■ Article ■
———
Thanks y'all. You never fail to make my day when you take the time to direct cheering in this direction. It is heartfelt and appreciated and, coming from talent such as your own, meaningful.

I even heard from Webchick yesterday. The maker of this site. And if you were to prostrate yourself and worship her talent as I do, you would know how much that meant.


Corporate Partner / good buddy Stu and I are generally found on commercial construction sites, surrounded by seasoned professionals with much talent and their own peculiar charm. It is an unspoken part of our industry that we are specifically not involved in residential construction, which smacks of shoddiness and twisted lumber and work performed from the back of wheezing station wagons. It's a snob thing, I guess, you strike up a conversation with a carpenter at the Watering Hole and all is going well until you learn that he does residential work. Then you're all kind of "Oh. Residential. I see." And dismiss him with a sniff. Snob? You betcha. I play the role well.
———
■ Extracted material ■
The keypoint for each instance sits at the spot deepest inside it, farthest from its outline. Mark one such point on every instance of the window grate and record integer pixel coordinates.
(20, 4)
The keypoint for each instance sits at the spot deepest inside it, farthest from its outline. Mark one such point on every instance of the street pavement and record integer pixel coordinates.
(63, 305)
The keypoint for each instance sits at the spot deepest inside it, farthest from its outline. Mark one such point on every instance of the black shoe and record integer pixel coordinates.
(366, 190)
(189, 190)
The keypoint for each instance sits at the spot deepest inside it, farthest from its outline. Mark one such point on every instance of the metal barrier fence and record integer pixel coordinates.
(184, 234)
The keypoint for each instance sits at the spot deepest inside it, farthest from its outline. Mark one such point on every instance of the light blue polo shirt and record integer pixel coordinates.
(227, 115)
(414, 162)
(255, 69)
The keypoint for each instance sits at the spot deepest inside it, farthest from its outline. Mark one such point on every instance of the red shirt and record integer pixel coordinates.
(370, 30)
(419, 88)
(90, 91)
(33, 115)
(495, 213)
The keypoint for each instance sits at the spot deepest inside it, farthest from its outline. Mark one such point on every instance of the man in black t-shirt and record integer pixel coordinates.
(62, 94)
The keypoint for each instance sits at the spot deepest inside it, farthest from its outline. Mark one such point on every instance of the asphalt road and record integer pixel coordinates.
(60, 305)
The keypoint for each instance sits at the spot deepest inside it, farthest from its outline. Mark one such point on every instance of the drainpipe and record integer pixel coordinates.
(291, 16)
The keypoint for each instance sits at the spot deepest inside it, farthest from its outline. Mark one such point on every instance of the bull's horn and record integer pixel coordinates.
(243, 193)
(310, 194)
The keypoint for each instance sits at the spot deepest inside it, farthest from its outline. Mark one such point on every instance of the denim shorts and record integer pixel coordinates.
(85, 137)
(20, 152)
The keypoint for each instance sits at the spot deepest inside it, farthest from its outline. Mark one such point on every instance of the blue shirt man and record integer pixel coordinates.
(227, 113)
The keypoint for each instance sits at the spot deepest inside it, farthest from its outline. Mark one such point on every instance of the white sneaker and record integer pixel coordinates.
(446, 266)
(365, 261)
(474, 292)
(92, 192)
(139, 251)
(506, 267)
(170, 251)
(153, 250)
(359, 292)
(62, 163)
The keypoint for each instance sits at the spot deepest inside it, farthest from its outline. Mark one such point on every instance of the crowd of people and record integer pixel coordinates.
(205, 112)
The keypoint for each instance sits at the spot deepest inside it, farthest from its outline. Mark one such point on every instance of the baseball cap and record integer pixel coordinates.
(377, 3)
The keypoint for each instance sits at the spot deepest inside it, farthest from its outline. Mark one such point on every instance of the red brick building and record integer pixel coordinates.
———
■ Exercise description ■
Repeat the passage of the construction post between "Thanks y'all. You" and "your own, meaningful.", inclusive.

■ Solution to this task ■
Thanks y'all. You never fail to make my day when you take the time to direct cheering in this direction. It is heartfelt and appreciated and, coming from talent such as your own, meaningful.